• _TASK TO CARRY OUT_: Lay out the records below as a numbered list, one line per item, with blank lines dropped.

┄┄┄┄┄┄

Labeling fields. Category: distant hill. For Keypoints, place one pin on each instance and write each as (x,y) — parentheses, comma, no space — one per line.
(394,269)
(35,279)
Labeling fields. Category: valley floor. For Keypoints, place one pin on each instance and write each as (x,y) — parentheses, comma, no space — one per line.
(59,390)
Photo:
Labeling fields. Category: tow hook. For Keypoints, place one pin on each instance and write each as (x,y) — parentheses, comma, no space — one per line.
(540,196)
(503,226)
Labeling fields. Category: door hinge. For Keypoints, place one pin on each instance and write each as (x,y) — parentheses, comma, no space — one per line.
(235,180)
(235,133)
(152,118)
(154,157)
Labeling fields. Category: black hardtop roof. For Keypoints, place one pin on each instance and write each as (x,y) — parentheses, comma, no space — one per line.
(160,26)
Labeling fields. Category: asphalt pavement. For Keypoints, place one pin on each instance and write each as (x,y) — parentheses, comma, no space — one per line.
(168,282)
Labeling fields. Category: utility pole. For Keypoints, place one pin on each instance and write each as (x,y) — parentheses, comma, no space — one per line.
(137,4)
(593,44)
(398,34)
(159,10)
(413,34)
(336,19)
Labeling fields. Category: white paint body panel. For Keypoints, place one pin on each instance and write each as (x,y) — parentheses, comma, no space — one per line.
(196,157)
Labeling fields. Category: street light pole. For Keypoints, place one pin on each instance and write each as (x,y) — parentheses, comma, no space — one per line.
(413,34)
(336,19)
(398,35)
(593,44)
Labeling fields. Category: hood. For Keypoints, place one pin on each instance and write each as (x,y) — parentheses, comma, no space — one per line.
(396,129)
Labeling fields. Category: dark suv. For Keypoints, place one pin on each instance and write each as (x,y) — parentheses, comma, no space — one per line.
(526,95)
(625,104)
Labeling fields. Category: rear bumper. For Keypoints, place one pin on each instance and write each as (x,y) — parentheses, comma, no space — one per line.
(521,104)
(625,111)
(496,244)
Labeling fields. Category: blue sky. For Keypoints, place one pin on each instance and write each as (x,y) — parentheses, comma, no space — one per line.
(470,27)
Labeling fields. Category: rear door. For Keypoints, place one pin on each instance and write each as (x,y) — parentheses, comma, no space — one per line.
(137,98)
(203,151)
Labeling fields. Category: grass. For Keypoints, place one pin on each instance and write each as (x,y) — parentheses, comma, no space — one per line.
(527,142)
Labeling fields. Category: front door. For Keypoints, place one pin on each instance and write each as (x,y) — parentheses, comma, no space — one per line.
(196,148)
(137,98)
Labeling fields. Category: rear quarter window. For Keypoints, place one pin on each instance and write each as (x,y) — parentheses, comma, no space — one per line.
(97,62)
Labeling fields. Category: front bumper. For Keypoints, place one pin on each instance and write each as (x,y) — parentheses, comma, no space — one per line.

┄┄┄┄┄┄

• _OUTPUT BELOW_:
1. Labeling fields. Category: distant hill. For Keypoints, place one pin on each instance and write each as (x,y) — parentheses, comma, no space — one per line.
2. (394,269)
3. (35,279)
4. Labeling fields. Category: valley floor. For Keypoints, place one pin on each instance and write each as (x,y) — parentheses, comma, no space — one per line.
5. (59,390)
6. Photo:
7. Labeling fields. Category: tow hook. For Keypoints, place one pin on each instance and write each as (x,y) — parentheses, comma, no space — one per line.
8. (540,196)
9. (503,226)
10. Labeling fields. Category: door hinge. For Keypoints, place one pin on each instance and write each as (x,y) — parentheses, comma, no space — one per line.
11. (235,180)
12. (235,133)
13. (152,118)
14. (154,157)
15. Labeling fields. Category: black hardtop roof. For Keypoints, place one pin on each instance and write each as (x,y) — parentheses, comma, no space — one per line.
16. (160,26)
17. Labeling fields. Category: asphalt pavement. For Keypoints, place one pin on each instance and write each as (x,y) — parentheses, comma, no space — one per line.
18. (168,282)
19. Labeling fields. Category: utility pole. For Keypoints, place one pin on each instance and write each as (x,y) — parentheses, comma, no space — one per line.
20. (137,4)
21. (593,44)
22. (398,34)
23. (159,10)
24. (413,34)
25. (336,19)
26. Labeling fields. Category: white paint body panel. For Keypoints, place one pin on each instance and write each as (x,y) — parentheses, comma, no space — one per line.
27. (196,157)
28. Labeling fields. Category: street light pole. For Keypoints, place one pin on each instance and write each as (x,y) — parentheses, comma, no space — one per line.
29. (413,34)
30. (336,19)
31. (398,35)
32. (593,44)
33. Labeling fields. Category: hood. For Keypoints, place one pin on each instance and write each as (x,y) — parentheses, comma, no space — one per line.
34. (396,129)
35. Labeling fields. Category: dark suv. For Keypoints, place one pin on each instance and write each as (x,y) — parentheses, comma, no space — one per line.
36. (526,95)
37. (625,104)
38. Labeling fields. Category: rear bumper. For Keypoints, place one pin on each instance and write each as (x,y) — parentheses, comma, no space — one per line.
39. (521,104)
40. (625,111)
41. (496,244)
42. Labeling fields. Category: blue sky. For Keypoints, place one pin on each instance and write each as (x,y) — parentheses, comma, no space — one per line.
43. (470,27)
44. Labeling fields. Category: rear door. For Keypoints, place one pin on each instance and write each as (x,y) — parentheses, comma, no space — one per line.
45. (137,98)
46. (203,151)
47. Labeling fields. Category: grass. For Keypoints, place one pin on each instance and write each as (x,y) — parentheses, comma, no space — one per line.
48. (527,142)
49. Labeling fields. Category: front door. For Keypoints, place one pin on each instance and write each as (x,y) — parentheses, comma, no space — one per line.
50. (196,148)
51. (137,98)
52. Labeling fields. Category: rear quarter window. For Keypoints, place one pin on each instance and write each as (x,y) — parentheses, comma, no space — one per line.
53. (97,62)
54. Labeling fields. Category: front bumper. For Keypoints, place one pin on each instance and write each as (x,y) — parentheses, comma, no space — one per line.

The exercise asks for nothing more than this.